EXERCISE TASKS ->
1. Answer these questions using the article about Judge Gorsuch.
(a) Which company withheld information from its union during a grievance proceeding in the fourth case?
(b) In what year did the woman workers lose at the High Court in the Hobby Lobby case?
(c) What post did Anne Gorsuch hold under President Ronald Reagan?
2. Repeat word for word the section of the article about Judge Gorsuch that starts with the words containing "In another key" and finishes with "Court in 2014.".

TEXT PROVIDED ->
________
Firms often take advantage of such interim earnings of workers to cut the amount they must repay illegally disciplined workers after company labor law-breaking.
The fourth case, where Gorsuch sided with the NLRB, was a highly technical lawsuit involving information the Public Service Company of New Mexico did not turn over to its union during a grievance proceeding.
In another key area, Gorsuch – and the Supreme Court -- sided with Hobby Lobby, the infamous firm that used the religious beliefs of its owners to ban woman workers from getting insurance coverage for pregnancy services. They sued for it, citing the Affordable Care Act. The AFL-CIO sided with the woman workers, who lost at the High Court in 2014.
“Hobby Lobby puts a sharp point on a string of recent rulings that undermine women’s health and threaten workers,” AFL-CIO Secretary-Treasurer Liz Shuler told the Coalition of Labor Union Women after that decision. Firms could use “religious freedom to gut minimum wage, civil rights and other worker protections,” Shuler warned then.
Gorsuch is familiar with administrative law not just from his own rulings but from his education and background. His late mother, Anne Gorsuch, was GOP President Ronald Reagan’s first Environmental Protection Agency administrator – and an open foe of her own agency. She also was convicted of contempt of Congress for illegally withholding documents.
Judge “Gorsuch would not bring the change the American people want: his confirmation would result in a Supreme Court that would rule in favor of lawless executive actions, corporate CEOs and extremists to rig our economy and democracy even further against working families. The Senate must reject this nominee,” SEIU’s Henry concluded.
________
Data pulled from a collection

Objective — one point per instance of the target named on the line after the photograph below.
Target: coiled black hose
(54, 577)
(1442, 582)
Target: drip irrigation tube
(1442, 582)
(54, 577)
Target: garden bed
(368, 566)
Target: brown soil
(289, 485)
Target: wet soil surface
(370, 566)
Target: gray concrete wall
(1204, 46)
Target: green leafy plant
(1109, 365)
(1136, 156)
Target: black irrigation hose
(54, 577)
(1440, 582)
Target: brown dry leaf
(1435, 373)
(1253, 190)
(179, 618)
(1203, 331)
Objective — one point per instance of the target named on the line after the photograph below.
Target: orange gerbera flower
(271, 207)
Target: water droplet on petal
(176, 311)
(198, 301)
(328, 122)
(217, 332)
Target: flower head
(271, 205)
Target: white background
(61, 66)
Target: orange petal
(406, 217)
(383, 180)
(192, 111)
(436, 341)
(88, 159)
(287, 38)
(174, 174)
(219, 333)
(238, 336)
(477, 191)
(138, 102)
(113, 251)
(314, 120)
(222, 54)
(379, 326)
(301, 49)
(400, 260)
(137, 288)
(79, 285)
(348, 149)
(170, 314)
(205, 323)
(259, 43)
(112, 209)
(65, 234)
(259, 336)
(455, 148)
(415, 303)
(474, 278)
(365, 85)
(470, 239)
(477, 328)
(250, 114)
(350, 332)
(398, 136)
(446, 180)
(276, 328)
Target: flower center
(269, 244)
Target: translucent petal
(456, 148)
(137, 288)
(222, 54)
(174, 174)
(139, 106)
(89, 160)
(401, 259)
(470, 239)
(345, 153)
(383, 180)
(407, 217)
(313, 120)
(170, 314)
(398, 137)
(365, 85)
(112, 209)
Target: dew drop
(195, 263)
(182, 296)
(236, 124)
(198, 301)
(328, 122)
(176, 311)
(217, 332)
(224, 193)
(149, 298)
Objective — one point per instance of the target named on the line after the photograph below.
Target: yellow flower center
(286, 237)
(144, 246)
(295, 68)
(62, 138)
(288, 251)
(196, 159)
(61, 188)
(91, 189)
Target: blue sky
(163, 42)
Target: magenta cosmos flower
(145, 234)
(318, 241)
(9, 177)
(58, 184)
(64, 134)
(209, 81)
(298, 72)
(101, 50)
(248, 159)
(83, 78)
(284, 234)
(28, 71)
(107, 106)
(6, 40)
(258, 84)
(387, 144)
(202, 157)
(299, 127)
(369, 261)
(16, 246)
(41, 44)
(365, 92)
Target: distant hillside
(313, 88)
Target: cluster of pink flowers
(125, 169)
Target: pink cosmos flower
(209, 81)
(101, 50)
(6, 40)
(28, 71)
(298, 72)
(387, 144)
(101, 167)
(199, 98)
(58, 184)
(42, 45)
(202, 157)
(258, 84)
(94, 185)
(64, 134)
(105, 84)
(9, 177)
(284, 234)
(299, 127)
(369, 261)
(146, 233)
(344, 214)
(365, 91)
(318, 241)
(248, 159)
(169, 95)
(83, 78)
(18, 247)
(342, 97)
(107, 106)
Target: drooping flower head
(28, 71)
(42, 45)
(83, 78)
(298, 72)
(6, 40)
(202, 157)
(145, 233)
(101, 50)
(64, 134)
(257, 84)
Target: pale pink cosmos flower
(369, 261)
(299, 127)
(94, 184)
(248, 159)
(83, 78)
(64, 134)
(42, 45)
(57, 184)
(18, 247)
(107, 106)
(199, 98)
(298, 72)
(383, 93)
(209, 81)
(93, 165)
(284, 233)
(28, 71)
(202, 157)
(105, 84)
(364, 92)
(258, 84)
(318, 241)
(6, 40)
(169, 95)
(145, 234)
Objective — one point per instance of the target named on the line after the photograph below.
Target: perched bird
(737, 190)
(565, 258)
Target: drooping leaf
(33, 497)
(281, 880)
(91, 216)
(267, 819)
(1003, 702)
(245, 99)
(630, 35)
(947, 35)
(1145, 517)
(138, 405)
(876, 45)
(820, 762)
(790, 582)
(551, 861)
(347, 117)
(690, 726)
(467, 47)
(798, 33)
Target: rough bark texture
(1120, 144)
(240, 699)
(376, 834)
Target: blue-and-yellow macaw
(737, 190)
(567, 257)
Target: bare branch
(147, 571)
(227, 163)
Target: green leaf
________
SOLUTIONS TO THE PROBLEMS ->
1.
(a) The Public Service Company of New Mexico.
(b) 2014.
(c) She was his first Environmental Protection Agency administrator.

2.
In another key area, Gorsuch – and the Supreme Court -- sided with Hobby Lobby, the infamous firm that used the religious beliefs of its owners to ban woman workers from getting insurance coverage for pregnancy services. They sued for it, citing the Affordable Care Act. The AFL-CIO sided with the woman workers, who lost at the High Court in 2014.